EXERCISE
Update the data below by replacing "pick out" with "mark" wherever it occurs, and leave everything else unchanged.

┌────────

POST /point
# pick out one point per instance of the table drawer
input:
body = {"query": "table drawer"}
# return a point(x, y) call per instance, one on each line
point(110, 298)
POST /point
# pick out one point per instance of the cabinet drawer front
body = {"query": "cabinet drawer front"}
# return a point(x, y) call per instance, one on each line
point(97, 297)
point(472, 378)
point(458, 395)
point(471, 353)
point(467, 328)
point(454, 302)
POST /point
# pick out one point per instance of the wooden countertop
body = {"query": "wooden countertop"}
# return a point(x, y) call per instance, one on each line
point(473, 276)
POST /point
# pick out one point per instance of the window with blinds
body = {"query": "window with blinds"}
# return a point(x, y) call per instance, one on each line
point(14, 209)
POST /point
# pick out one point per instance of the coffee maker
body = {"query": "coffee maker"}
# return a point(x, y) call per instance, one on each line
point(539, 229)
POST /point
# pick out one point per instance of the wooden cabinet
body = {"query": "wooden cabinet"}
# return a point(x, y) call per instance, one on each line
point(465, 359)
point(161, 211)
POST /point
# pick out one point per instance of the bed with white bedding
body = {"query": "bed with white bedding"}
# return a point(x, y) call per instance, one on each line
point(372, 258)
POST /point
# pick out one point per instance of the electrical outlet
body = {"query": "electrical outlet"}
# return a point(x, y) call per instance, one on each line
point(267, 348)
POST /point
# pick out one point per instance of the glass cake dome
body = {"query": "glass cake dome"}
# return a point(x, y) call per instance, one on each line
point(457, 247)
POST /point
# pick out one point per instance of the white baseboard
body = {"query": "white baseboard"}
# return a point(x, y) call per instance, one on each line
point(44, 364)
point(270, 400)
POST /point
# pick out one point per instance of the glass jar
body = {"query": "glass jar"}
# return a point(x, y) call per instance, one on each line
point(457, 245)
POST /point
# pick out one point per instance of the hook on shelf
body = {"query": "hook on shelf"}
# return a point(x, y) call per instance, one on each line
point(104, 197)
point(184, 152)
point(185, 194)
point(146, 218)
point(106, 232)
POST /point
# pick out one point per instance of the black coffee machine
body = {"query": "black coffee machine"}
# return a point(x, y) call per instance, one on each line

└────────

RESPONSE FOR THIS EXERCISE
POST /point
# mark one point per instance of the table drawer
input:
body = {"query": "table drawer"}
# return a point(x, y) call per instance, one on each line
point(110, 298)
POST /point
# mark one point per instance of the cabinet drawer front
body = {"query": "cabinet drawer front"}
# return a point(x, y) call per instance, one on each line
point(97, 297)
point(472, 378)
point(458, 395)
point(471, 353)
point(467, 328)
point(454, 302)
POST /point
# mark one point per instance of the wooden countertop
body = {"query": "wooden countertop"}
# return a point(x, y) call per instance, one on each line
point(473, 276)
POST /point
# mark one point per instance of the window with blinds
body = {"query": "window with blinds"}
# return a point(x, y) call per instance, one on each line
point(14, 209)
POST /point
# mark one point per instance of the coffee maker
body = {"query": "coffee maker"}
# return a point(x, y) call per instance, one on each line
point(539, 229)
POST /point
# mark one point per instance of the wooden cabinet
body = {"query": "wooden cabinet"}
# return a point(x, y) call per instance, one on each line
point(465, 359)
point(161, 211)
POST /point
# mark one point per instance of the bed with white bedding
body = {"query": "bed with white bedding"}
# return a point(x, y) call per instance, one on each line
point(372, 258)
POST /point
# mark one point per instance of the electrical outlet
body = {"query": "electrical outlet"}
# return a point(x, y) call per instance, one on each line
point(267, 348)
POST /point
# mark one point per instance of the glass cake dome
body = {"query": "glass cake dome"}
# return a point(x, y) call per instance, one on each line
point(457, 247)
POST /point
# mark one point per instance of the white baseboard
body = {"query": "white baseboard"}
# return a point(x, y) call per instance, one on each line
point(44, 364)
point(270, 400)
POST /point
# mark one point per instance of the glass jar
body = {"query": "glass jar"}
# return a point(x, y) call per instance, one on each line
point(457, 245)
POST /point
# mark one point per instance of the hook on shelf
body = {"query": "hook on shelf"}
# return a point(x, y) call per instance, one on each line
point(104, 197)
point(184, 152)
point(185, 194)
point(146, 218)
point(106, 232)
POST /point
# mark one point per instance of the black coffee machine
body = {"query": "black coffee machine"}
# return a point(x, y) call per instance, one on each line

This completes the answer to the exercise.